| GIVEN EXERCISE |
Produce an exact copy of the lines from the line that contains "the road as" to the end of the listing below.
## begin DATASET RECORDS
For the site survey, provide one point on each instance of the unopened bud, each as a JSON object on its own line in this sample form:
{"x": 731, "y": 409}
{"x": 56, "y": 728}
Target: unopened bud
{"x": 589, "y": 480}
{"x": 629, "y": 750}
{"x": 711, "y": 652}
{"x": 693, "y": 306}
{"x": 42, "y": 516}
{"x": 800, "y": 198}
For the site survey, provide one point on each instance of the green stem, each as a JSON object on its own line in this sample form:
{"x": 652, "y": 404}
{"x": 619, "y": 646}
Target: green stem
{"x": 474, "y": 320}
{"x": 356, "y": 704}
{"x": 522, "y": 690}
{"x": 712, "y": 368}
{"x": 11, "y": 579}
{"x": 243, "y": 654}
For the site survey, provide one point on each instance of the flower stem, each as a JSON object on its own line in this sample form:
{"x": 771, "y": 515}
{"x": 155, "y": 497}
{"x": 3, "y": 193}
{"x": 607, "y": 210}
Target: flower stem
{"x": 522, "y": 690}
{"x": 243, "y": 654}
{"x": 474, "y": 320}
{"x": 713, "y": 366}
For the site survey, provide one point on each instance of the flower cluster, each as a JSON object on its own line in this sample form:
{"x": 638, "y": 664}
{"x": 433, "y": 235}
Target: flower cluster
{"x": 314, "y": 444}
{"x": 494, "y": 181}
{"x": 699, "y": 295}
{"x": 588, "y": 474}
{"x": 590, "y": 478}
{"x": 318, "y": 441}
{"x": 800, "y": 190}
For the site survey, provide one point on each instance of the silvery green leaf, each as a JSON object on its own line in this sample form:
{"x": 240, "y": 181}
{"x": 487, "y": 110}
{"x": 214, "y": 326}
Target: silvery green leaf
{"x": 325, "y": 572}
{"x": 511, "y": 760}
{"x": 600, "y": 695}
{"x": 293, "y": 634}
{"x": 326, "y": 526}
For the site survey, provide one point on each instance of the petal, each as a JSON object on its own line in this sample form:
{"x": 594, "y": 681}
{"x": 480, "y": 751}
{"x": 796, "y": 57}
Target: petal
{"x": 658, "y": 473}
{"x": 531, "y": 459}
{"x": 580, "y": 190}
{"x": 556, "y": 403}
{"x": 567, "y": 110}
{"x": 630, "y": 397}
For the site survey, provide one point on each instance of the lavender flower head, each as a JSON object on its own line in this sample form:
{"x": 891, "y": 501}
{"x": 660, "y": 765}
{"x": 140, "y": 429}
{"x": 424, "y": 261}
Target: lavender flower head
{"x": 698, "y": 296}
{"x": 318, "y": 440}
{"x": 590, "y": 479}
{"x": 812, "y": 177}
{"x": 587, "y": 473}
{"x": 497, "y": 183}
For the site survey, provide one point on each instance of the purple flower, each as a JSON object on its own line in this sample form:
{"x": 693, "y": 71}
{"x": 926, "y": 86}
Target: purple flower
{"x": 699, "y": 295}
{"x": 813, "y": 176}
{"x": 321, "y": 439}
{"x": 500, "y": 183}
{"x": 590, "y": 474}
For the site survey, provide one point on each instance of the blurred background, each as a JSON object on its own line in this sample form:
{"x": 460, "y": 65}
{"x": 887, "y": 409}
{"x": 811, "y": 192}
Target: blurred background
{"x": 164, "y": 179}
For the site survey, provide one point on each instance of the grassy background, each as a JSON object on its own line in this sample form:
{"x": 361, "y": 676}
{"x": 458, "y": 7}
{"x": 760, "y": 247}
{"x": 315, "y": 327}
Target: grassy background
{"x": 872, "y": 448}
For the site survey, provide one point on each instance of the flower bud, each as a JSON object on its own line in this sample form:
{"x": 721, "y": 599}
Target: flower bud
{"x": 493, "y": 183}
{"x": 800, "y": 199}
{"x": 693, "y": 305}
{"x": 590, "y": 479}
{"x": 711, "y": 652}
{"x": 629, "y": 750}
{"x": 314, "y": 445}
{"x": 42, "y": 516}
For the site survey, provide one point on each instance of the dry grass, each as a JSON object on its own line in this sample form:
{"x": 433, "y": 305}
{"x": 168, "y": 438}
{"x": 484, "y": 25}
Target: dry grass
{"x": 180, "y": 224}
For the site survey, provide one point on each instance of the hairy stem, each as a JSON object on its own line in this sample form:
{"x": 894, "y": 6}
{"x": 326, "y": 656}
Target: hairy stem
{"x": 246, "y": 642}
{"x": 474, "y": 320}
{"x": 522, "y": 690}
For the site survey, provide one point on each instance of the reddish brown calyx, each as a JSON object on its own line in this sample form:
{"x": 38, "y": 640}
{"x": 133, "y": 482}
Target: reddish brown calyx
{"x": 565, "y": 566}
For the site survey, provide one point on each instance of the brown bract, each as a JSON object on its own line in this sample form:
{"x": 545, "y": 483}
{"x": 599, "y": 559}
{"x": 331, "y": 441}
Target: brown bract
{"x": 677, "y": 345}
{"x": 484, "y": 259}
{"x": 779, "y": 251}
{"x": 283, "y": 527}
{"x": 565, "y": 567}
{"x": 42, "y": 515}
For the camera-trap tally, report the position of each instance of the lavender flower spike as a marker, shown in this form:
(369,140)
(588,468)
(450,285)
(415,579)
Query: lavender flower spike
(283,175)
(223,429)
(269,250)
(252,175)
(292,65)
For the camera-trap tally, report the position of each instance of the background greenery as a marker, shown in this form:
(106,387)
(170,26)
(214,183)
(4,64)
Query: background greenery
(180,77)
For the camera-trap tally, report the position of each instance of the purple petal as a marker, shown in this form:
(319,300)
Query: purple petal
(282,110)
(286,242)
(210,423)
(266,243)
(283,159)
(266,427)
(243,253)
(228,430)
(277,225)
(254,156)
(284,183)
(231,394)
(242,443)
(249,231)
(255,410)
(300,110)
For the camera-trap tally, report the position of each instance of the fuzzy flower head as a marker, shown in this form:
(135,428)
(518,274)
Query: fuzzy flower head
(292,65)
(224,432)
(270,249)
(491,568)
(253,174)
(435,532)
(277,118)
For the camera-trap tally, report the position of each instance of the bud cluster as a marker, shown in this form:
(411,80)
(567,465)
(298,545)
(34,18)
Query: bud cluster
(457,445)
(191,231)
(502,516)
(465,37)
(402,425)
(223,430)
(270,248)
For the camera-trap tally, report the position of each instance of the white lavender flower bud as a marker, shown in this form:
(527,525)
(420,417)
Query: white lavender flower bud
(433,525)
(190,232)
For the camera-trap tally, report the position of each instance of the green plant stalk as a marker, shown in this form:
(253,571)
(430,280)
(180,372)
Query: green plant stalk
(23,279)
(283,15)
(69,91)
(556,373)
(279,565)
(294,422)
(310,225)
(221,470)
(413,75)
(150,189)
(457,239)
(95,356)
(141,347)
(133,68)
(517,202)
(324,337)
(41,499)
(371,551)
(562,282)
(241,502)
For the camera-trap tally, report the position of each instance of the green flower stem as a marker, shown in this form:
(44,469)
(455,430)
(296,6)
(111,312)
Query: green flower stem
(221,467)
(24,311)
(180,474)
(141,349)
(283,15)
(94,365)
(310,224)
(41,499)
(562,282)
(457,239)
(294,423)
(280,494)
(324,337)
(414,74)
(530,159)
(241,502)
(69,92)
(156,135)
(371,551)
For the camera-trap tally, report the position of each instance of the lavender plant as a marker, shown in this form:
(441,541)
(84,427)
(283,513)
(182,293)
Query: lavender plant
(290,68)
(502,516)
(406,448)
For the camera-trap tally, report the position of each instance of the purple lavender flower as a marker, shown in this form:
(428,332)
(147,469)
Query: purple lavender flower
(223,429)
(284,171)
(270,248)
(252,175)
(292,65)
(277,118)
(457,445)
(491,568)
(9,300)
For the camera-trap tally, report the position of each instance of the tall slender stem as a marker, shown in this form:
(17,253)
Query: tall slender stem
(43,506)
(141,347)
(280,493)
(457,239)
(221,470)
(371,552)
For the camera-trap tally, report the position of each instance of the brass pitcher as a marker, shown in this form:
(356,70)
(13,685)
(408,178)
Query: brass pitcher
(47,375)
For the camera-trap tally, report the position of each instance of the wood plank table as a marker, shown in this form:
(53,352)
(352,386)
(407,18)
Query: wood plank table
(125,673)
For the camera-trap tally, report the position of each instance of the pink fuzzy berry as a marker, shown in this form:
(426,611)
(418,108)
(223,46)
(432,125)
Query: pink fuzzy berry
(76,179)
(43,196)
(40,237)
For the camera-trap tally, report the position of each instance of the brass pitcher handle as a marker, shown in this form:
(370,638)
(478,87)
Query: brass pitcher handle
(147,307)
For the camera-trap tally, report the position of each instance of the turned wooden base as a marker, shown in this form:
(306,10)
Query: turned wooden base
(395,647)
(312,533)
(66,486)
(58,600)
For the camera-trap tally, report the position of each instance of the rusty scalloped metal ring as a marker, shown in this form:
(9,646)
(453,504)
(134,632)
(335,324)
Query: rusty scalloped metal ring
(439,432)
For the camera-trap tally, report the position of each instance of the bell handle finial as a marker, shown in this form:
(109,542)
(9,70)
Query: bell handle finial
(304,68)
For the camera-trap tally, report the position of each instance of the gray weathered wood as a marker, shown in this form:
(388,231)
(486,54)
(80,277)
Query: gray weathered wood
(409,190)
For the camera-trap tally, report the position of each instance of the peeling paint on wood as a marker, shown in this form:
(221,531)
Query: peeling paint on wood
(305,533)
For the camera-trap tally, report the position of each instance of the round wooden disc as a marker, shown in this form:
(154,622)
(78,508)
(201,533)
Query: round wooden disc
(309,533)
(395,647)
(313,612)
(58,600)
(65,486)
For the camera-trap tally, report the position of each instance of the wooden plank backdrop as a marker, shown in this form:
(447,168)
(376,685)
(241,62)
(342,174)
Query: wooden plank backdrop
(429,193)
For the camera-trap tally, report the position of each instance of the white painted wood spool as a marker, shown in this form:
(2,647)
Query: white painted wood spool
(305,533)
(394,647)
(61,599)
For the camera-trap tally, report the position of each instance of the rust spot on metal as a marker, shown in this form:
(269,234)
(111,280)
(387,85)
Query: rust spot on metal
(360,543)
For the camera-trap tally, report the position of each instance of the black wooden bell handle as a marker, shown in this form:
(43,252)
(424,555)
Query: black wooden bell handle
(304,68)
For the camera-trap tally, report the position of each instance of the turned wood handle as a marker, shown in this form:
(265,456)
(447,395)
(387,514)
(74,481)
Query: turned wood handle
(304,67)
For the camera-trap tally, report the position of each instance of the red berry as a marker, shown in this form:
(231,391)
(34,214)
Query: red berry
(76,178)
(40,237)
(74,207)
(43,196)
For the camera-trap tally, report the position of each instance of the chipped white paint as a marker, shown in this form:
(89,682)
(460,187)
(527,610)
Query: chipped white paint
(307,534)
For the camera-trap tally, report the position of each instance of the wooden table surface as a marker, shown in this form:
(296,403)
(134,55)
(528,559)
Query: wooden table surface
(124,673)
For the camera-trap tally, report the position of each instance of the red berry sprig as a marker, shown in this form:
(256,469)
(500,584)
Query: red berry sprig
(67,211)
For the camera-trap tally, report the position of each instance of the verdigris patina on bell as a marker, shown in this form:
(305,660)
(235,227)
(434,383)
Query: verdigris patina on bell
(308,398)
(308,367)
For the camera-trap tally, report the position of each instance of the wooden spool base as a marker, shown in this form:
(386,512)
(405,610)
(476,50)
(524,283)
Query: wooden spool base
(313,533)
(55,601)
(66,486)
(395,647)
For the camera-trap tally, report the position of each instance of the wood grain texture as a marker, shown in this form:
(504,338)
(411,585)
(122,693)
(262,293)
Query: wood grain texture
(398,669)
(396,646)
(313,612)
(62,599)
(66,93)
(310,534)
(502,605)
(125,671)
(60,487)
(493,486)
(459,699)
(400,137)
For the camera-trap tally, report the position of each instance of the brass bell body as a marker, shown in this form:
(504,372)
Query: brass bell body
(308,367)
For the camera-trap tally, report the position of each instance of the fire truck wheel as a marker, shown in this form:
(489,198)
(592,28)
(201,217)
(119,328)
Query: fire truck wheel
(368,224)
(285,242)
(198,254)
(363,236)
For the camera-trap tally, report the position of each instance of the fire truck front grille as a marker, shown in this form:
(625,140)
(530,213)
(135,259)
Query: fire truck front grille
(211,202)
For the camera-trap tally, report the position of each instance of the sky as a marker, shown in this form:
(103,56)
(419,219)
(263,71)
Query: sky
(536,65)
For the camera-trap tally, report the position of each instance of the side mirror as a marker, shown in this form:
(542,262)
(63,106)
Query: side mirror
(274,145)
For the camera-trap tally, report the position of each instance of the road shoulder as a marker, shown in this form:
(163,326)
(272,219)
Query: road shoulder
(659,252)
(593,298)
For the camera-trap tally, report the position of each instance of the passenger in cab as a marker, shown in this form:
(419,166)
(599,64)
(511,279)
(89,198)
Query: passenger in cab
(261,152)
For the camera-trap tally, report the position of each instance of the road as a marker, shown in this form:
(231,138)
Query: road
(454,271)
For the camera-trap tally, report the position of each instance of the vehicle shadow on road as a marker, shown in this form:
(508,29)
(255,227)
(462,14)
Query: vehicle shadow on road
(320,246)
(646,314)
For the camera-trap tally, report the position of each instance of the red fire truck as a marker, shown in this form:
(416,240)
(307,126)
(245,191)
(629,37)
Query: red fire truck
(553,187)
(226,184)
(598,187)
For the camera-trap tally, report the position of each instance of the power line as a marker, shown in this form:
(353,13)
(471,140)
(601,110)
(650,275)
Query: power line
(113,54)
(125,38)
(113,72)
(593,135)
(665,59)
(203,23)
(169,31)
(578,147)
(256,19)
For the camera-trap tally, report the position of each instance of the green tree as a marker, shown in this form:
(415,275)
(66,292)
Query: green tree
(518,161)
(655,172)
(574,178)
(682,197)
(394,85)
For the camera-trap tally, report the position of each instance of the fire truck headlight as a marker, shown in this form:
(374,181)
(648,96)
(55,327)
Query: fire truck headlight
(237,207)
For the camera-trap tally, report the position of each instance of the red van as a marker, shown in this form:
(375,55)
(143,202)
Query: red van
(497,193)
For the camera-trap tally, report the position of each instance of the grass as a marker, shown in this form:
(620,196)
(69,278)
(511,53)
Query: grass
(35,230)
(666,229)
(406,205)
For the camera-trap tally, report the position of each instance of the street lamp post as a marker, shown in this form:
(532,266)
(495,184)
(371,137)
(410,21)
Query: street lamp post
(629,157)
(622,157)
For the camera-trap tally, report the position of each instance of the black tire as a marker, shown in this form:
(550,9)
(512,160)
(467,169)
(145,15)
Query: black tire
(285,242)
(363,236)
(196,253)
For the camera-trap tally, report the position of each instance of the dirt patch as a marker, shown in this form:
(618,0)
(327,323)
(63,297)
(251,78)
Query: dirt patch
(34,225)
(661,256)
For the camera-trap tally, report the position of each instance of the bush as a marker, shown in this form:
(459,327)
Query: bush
## end DATASET RECORDS
| WRITTEN ANSWER |
For the camera-trap tally, report the position of each instance of the road as a marker, shown in this form:
(231,138)
Query: road
(454,271)
For the camera-trap tally, report the position of each instance of the vehicle shadow on road as a marker, shown in this form:
(508,29)
(255,227)
(462,14)
Query: vehicle shadow on road
(320,246)
(646,314)
For the camera-trap tally, report the position of each instance of the red fire truck as a marker, shown in this form:
(416,240)
(307,126)
(245,191)
(629,37)
Query: red fire truck
(553,187)
(226,184)
(598,187)
For the camera-trap tally, report the position of each instance of the power line as a marker, shown in this form:
(353,13)
(471,140)
(601,110)
(650,275)
Query: power line
(113,54)
(125,38)
(113,72)
(593,135)
(665,59)
(203,23)
(169,31)
(578,147)
(256,19)
For the camera-trap tally, report the position of each instance of the green tree as a marker, shown in this form:
(415,275)
(66,292)
Query: green tree
(518,161)
(655,172)
(574,178)
(682,197)
(394,85)
For the camera-trap tally, report the position of each instance of the fire truck headlight as a marker, shown in this form:
(374,181)
(648,96)
(55,327)
Query: fire truck headlight
(237,207)
For the camera-trap tally, report the position of each instance of the red van as a marker, shown in this form:
(375,55)
(143,202)
Query: red van
(497,193)
For the camera-trap tally, report the position of each instance of the grass as a marker, shown in this form:
(620,196)
(69,278)
(511,53)
Query: grass
(35,230)
(666,229)
(406,205)
For the camera-trap tally, report the position of each instance of the street lamp post as a marker, shown in this form:
(532,266)
(495,184)
(371,137)
(410,21)
Query: street lamp post
(629,157)
(622,157)
For the camera-trap tally, report the position of each instance of the black tire as a marker, shown in this form:
(550,9)
(512,160)
(467,169)
(145,15)
Query: black tire
(285,242)
(363,236)
(196,253)
For the camera-trap tally, report the position of each instance of the dirt patch as a marker, shown in this form:
(618,0)
(327,323)
(63,297)
(251,78)
Query: dirt patch
(34,225)
(661,256)
For the camera-trap tally, report the position of each instance of the bush as a marker, shown in this form:
(459,327)
Query: bush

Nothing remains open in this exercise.